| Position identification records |
============================================================
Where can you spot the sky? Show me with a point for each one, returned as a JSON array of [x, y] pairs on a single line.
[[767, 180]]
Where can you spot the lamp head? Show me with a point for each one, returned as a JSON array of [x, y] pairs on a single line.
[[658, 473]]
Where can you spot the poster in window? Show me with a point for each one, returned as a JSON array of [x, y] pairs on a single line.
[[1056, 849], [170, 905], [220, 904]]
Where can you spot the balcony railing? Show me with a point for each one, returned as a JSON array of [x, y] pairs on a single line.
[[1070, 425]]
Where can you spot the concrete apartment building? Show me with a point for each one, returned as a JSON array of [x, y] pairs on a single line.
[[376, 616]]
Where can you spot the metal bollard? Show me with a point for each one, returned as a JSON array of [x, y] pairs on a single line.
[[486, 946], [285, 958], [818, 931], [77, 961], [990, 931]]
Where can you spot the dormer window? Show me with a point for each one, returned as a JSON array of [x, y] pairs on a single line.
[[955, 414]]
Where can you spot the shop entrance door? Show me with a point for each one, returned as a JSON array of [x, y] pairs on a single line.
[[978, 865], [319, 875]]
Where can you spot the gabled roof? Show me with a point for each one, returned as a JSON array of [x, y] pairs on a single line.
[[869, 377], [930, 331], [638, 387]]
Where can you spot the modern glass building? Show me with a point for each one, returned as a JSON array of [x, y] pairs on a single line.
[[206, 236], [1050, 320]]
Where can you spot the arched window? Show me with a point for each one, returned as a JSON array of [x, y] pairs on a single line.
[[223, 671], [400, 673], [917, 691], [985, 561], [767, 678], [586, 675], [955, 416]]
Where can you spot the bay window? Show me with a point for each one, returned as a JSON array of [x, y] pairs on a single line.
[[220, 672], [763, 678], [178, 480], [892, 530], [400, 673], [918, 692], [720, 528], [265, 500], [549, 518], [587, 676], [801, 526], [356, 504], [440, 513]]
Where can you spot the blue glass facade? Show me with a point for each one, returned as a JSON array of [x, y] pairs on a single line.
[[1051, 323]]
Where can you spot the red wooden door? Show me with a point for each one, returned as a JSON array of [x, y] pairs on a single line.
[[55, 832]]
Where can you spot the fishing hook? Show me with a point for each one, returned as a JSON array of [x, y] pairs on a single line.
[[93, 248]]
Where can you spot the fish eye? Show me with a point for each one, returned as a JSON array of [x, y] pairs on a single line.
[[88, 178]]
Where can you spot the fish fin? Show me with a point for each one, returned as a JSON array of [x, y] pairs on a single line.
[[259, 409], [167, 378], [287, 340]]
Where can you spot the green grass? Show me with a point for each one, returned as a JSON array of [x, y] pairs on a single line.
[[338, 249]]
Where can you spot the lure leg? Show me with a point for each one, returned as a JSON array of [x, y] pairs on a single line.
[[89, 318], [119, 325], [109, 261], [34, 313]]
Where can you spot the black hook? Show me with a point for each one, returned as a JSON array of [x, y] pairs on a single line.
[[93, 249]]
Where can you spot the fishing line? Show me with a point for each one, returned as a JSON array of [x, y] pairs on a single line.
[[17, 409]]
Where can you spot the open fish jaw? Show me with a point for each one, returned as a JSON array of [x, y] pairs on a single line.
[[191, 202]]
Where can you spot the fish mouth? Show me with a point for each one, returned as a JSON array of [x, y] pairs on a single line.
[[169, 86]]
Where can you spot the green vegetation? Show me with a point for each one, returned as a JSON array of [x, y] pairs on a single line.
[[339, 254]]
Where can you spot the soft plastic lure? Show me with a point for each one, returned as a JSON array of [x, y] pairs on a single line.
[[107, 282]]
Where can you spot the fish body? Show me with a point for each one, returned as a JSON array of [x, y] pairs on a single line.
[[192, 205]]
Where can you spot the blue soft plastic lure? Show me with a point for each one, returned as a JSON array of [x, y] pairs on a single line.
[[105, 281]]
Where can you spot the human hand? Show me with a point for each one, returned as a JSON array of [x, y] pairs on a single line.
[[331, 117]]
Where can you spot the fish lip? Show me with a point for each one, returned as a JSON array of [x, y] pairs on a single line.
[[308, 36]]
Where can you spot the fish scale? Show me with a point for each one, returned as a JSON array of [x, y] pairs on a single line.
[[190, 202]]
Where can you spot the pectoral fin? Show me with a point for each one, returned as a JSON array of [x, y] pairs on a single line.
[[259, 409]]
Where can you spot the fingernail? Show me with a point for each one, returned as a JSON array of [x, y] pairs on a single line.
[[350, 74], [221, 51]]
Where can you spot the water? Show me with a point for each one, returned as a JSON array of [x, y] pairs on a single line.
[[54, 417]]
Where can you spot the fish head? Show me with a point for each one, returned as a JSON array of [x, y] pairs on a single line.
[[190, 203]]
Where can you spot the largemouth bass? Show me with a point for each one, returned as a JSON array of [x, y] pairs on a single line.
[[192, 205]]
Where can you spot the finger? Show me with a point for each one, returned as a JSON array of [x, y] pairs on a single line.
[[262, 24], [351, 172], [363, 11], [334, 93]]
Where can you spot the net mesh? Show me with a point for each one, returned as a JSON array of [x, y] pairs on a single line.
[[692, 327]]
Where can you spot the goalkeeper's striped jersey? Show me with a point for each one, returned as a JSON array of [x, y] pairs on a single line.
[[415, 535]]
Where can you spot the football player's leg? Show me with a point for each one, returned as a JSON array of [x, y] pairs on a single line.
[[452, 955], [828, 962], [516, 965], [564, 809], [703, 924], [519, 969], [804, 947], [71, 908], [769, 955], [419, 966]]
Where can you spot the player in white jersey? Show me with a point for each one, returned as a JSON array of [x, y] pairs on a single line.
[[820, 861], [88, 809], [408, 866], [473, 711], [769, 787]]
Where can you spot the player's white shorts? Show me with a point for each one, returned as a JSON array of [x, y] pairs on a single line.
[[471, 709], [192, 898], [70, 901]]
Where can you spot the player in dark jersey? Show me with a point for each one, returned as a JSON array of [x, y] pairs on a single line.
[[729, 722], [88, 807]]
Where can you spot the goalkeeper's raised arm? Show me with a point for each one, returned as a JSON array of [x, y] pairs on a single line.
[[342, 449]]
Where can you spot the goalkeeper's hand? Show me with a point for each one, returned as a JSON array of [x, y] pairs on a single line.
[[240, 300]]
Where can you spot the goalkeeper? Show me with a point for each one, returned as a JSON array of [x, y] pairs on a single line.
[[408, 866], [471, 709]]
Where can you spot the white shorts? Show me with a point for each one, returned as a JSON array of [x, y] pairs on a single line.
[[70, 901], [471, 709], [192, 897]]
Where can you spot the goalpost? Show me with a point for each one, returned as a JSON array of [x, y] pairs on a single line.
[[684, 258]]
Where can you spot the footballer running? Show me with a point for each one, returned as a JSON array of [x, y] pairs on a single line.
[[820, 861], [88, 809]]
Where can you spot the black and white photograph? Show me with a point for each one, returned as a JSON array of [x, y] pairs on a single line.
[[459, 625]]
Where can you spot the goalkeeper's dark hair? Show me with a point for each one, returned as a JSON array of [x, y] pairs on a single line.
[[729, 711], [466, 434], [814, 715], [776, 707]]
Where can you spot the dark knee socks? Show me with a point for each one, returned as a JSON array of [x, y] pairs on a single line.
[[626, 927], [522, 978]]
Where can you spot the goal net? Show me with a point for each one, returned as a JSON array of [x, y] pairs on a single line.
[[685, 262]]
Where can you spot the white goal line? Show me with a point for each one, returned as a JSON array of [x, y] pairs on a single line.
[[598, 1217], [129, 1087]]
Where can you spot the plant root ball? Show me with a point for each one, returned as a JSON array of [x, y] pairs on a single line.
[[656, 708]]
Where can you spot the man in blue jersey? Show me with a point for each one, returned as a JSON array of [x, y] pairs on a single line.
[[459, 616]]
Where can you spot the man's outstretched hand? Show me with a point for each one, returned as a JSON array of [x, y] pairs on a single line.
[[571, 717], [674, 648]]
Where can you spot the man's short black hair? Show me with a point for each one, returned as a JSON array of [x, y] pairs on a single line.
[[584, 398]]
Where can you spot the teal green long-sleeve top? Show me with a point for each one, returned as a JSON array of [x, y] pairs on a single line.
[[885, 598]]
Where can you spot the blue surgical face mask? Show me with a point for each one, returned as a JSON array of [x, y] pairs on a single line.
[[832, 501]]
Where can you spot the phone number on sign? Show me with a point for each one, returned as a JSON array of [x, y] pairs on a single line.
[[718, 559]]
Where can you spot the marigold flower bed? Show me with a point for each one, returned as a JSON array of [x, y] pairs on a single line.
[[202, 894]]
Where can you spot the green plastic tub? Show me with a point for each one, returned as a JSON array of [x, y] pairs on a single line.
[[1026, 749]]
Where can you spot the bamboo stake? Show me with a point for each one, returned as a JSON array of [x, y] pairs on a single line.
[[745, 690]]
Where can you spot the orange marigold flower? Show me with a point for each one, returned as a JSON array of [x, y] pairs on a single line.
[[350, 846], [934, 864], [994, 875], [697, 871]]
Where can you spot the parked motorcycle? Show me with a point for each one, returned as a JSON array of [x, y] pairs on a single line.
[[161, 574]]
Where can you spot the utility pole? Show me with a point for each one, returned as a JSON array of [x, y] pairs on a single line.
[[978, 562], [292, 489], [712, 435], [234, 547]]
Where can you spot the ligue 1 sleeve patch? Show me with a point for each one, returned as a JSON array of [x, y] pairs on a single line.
============================================================
| Work instructions |
Copy out, without any change, the lines of the material starting at the line that contains "Where can you spot the white goal" and ending at the line that contains "[[718, 559]]", including both of those lines and nothing outside them.

| Output for this task |
Where can you spot the white goal line? Show me with a point for each one, returned as a JSON array of [x, y] pairs on a single line.
[[598, 1217], [129, 1087]]
Where can you spot the plant root ball? Show me with a point for each one, returned as a JSON array of [x, y] pairs on a single line.
[[656, 708]]
Where can you spot the man in blue jersey? Show me with a point for each one, returned as a JSON array of [x, y] pairs on a single line.
[[459, 616]]
Where can you spot the man's outstretched hand? Show me with a point for each one, returned as a JSON array of [x, y] pairs on a single line.
[[571, 717], [674, 648]]
Where can you spot the man's short black hair? Show me with a point for each one, returned as a JSON array of [x, y] pairs on a single line.
[[584, 398]]
Where can you spot the teal green long-sleeve top? Show me with a point for each one, returned as a JSON array of [x, y] pairs on a single line.
[[885, 598]]
Where can you spot the blue surgical face mask? Show me with a point for each one, returned as a JSON array of [x, y] pairs on a single line.
[[832, 501]]
Where can you spot the phone number on sign? Show me with a point for each one, returned as a JSON array of [x, y] pairs on a single line.
[[718, 559]]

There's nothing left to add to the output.